__Prompt__. The answer must consist of every line below that holds the word "leaf".
-------- Data records --------
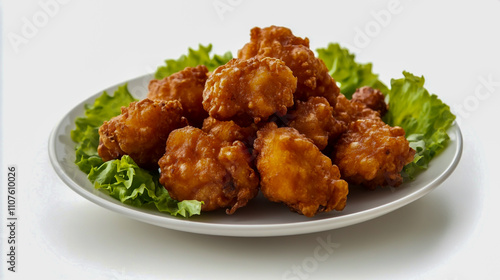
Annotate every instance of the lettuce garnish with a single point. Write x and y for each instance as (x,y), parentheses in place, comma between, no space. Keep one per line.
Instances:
(425,122)
(423,116)
(122,178)
(192,59)
(347,72)
(86,133)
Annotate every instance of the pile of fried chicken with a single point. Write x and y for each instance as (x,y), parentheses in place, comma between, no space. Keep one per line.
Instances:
(272,119)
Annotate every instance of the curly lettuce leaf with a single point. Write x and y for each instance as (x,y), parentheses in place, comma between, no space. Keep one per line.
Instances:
(425,121)
(86,132)
(192,59)
(423,116)
(104,108)
(349,74)
(122,179)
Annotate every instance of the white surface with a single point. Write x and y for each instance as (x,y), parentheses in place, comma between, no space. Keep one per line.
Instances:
(260,217)
(85,46)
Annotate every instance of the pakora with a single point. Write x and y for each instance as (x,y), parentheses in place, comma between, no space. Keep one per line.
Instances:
(186,86)
(278,42)
(372,153)
(199,166)
(249,90)
(293,171)
(140,131)
(315,120)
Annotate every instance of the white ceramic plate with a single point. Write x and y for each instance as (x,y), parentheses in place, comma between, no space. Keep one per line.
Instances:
(260,217)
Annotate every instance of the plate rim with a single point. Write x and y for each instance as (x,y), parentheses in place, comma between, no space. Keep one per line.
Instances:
(244,230)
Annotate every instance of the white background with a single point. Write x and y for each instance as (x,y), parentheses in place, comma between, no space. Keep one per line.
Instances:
(56,55)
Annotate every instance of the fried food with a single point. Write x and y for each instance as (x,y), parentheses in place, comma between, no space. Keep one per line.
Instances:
(229,131)
(295,172)
(311,72)
(315,120)
(199,166)
(140,131)
(371,153)
(347,111)
(246,90)
(372,98)
(187,87)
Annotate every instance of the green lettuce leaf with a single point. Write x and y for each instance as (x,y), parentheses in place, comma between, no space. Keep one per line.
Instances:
(423,116)
(104,108)
(425,121)
(192,59)
(86,133)
(349,74)
(122,179)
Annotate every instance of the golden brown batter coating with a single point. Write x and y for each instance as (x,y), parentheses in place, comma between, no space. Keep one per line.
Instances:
(372,98)
(246,90)
(315,120)
(295,172)
(372,153)
(347,111)
(199,166)
(187,87)
(229,131)
(311,72)
(140,131)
--------
__Exercise solution__.
Annotate every instance of the curly lettuce leaf with a single point. Write x and y for each instance as (x,y), parentheses in place, comma between, no space. Keep one per line.
Annotate every instance of the green lettuce leaf with a single point. Write x and y for each instance as (x,y), parentheses in place, comma between, no space. Keep one per line.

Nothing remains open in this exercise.